# Exercise:
Show the lines of the material that contain the word "concrete".
——
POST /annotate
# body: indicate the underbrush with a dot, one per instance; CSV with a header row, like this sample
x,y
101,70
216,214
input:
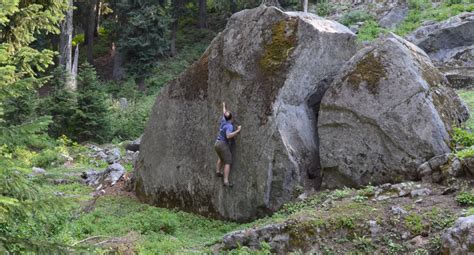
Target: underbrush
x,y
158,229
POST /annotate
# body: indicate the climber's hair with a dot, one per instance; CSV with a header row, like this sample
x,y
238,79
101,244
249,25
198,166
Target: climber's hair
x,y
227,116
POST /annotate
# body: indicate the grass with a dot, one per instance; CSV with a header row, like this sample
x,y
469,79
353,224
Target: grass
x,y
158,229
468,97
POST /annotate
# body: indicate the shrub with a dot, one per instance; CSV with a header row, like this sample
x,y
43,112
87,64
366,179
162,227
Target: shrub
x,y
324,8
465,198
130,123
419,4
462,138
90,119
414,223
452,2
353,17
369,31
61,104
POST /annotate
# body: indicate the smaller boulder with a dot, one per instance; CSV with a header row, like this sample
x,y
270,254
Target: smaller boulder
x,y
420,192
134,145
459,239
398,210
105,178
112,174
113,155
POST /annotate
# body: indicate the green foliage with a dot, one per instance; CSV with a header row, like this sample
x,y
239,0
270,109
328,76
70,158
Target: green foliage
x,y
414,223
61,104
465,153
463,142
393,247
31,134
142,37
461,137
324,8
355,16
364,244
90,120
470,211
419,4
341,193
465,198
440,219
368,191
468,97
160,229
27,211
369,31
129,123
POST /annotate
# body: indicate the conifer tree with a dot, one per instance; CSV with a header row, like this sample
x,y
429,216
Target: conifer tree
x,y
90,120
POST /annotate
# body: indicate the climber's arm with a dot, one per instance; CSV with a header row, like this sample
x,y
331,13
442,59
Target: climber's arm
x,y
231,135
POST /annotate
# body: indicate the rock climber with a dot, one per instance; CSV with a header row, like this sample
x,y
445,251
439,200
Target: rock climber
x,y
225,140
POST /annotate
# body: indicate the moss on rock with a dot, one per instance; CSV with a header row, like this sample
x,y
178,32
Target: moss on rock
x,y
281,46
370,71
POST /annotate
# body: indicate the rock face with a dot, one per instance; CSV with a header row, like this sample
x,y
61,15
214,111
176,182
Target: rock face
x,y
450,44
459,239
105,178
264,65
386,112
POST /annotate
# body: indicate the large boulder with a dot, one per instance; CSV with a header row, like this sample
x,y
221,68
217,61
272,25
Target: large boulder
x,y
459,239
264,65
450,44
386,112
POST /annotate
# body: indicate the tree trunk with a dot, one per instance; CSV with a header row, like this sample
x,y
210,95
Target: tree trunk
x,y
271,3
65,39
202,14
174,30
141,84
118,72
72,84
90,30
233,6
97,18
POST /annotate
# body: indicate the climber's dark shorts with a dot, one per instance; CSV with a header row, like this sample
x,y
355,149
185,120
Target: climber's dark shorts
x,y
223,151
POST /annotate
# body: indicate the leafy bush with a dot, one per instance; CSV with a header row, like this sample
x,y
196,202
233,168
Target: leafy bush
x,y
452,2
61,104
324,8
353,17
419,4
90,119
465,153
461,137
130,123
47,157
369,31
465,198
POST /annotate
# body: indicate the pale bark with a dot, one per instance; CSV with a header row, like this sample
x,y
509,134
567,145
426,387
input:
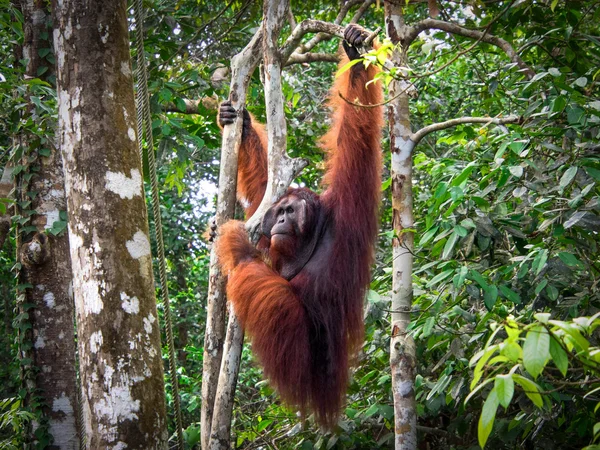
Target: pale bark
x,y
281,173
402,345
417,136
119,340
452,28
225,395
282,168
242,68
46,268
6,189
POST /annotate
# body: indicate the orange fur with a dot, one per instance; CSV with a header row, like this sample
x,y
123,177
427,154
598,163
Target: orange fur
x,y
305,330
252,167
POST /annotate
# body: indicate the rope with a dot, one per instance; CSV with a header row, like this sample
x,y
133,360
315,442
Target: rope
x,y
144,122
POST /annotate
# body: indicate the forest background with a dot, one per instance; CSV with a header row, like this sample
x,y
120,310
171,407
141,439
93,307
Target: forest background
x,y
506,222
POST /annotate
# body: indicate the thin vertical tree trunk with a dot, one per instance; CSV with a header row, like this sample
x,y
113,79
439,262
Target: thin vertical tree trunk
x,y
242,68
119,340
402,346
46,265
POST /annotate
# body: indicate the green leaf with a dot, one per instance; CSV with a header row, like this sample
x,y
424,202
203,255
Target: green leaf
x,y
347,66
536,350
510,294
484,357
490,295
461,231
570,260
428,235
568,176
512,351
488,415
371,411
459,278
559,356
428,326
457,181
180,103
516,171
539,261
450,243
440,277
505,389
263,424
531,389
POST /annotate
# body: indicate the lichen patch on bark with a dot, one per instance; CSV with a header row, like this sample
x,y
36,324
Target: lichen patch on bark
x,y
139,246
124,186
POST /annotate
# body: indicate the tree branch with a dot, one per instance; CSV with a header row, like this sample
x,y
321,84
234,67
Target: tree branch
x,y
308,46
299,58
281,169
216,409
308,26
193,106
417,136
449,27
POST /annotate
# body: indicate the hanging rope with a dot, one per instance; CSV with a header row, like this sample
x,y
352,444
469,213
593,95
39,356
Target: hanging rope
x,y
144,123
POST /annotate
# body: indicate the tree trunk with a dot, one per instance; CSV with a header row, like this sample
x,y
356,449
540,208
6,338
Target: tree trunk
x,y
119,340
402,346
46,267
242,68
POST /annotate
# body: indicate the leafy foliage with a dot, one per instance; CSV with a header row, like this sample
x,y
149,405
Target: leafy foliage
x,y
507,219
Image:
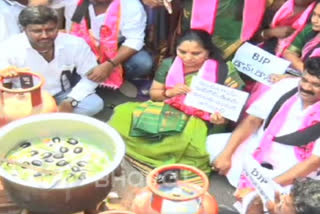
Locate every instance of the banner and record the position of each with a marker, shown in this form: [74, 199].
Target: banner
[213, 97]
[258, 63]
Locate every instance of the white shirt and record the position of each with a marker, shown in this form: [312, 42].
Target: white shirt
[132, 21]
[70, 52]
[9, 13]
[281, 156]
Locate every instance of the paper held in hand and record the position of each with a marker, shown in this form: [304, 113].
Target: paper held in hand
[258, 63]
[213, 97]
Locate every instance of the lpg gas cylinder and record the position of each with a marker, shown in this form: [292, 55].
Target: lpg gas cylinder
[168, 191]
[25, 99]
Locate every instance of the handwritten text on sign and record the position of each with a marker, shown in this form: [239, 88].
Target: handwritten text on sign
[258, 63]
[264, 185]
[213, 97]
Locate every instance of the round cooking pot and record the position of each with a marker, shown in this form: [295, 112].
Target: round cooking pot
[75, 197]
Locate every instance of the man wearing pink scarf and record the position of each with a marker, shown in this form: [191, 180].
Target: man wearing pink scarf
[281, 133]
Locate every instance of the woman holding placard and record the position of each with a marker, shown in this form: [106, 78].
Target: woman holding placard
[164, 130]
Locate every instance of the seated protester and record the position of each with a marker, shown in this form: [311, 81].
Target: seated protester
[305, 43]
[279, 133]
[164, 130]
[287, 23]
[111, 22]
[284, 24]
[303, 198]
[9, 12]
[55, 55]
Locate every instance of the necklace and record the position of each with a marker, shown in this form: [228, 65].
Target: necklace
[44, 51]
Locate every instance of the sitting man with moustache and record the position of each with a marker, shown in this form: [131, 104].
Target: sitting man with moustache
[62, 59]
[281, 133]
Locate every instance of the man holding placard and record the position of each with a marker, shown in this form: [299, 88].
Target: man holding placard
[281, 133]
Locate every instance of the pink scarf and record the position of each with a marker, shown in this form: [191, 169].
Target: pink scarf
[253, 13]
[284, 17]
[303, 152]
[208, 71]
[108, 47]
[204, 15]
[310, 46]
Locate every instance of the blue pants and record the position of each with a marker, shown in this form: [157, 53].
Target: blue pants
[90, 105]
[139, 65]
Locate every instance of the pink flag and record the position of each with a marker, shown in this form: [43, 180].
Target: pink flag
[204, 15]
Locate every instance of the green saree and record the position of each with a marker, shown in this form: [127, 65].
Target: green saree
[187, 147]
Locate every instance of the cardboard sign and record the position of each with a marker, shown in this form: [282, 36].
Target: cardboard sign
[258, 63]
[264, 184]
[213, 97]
——
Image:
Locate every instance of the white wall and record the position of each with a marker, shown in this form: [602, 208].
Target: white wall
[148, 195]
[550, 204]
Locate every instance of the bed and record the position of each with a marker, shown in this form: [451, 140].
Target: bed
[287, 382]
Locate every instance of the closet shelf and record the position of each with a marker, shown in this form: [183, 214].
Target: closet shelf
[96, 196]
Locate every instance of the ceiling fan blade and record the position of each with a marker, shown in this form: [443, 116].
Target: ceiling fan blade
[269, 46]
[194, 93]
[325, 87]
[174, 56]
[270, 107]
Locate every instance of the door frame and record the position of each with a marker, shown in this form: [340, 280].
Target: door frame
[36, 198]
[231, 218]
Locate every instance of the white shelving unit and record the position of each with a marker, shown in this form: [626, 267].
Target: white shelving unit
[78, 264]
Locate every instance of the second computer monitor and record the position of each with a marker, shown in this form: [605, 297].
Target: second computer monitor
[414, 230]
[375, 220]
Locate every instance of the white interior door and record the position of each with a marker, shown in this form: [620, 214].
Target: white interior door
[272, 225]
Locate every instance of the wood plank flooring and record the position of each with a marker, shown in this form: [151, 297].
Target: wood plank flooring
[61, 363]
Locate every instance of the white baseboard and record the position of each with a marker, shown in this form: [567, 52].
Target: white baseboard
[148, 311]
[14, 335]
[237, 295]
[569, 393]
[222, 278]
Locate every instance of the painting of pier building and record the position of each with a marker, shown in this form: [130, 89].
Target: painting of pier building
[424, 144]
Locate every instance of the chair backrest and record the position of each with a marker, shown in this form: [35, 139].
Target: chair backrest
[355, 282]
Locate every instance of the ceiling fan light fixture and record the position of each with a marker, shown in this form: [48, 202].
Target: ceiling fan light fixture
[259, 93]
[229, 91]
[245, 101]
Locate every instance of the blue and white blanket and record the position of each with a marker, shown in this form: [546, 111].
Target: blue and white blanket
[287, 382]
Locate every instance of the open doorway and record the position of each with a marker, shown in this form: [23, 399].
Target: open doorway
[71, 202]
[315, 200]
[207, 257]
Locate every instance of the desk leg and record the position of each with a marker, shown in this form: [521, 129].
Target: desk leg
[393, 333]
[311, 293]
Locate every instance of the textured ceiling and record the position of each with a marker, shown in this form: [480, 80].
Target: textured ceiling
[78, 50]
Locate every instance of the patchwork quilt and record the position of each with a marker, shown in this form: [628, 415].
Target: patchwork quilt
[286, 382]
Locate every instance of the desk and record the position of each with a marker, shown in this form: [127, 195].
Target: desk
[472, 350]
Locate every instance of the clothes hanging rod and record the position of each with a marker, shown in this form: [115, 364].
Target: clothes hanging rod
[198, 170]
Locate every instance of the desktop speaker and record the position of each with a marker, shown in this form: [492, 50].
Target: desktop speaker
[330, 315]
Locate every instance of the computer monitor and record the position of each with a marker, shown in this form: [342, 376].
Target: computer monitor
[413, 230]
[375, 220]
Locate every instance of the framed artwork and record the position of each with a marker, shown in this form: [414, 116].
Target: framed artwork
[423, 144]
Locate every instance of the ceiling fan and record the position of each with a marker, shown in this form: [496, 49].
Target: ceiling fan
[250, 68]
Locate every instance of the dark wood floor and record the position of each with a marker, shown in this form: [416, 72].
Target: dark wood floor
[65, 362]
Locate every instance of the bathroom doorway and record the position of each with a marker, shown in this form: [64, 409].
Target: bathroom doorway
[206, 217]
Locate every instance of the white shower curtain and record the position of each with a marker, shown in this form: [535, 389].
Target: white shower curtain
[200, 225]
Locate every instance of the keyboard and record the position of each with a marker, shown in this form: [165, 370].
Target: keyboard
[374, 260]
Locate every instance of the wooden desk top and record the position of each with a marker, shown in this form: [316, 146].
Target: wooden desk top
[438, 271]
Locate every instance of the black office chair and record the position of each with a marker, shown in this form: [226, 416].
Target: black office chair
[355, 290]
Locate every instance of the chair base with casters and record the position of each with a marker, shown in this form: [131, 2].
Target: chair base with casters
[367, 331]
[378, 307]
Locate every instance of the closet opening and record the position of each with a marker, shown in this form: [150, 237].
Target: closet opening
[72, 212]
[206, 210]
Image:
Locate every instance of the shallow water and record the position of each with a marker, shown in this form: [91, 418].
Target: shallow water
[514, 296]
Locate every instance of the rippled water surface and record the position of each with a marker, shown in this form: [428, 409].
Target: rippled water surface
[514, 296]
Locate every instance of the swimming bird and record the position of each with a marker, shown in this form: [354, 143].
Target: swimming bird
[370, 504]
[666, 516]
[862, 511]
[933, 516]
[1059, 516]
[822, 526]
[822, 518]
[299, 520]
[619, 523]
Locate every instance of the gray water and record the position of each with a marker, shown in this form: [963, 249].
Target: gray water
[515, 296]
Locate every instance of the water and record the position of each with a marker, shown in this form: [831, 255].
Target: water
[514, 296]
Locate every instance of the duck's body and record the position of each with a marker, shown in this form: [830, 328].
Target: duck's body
——
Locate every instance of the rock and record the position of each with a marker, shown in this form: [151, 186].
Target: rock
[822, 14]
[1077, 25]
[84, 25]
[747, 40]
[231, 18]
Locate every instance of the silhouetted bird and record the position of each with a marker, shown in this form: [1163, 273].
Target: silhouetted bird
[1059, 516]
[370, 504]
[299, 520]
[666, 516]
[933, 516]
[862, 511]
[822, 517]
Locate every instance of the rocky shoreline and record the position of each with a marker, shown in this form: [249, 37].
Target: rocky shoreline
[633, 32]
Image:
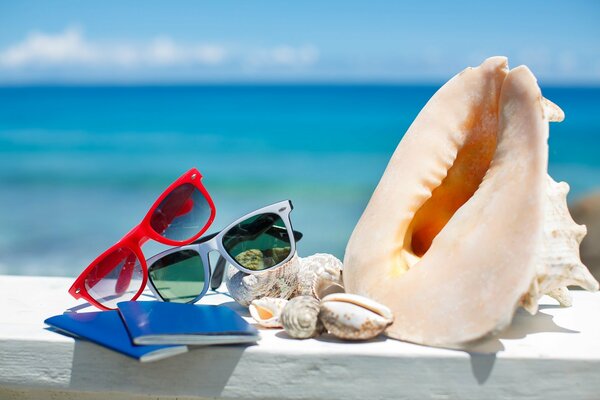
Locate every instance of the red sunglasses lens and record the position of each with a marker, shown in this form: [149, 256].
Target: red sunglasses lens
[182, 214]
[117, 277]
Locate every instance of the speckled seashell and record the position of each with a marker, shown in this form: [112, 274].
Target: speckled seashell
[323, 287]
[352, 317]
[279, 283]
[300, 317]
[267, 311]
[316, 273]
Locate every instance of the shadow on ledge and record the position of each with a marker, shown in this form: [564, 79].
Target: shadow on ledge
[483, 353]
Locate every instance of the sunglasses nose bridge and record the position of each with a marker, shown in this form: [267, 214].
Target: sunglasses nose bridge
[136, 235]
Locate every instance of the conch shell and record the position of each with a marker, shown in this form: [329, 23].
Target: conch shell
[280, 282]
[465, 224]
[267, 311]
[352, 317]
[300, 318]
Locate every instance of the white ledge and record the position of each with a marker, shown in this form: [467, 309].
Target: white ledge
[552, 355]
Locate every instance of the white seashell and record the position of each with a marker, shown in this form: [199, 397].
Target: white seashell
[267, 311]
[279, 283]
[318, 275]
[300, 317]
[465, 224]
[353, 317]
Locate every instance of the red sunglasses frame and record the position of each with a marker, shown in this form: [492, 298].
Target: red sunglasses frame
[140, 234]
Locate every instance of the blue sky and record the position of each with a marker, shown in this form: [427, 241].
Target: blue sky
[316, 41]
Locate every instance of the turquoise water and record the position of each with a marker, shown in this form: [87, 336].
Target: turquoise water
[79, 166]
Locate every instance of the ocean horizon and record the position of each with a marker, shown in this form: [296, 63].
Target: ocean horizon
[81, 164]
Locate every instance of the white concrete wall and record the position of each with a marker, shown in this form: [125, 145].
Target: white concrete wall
——
# Worked solution:
Locate every instance of the white concrete wall and record the position of each with a marker, shown in this form: [125, 145].
Target: white concrete wall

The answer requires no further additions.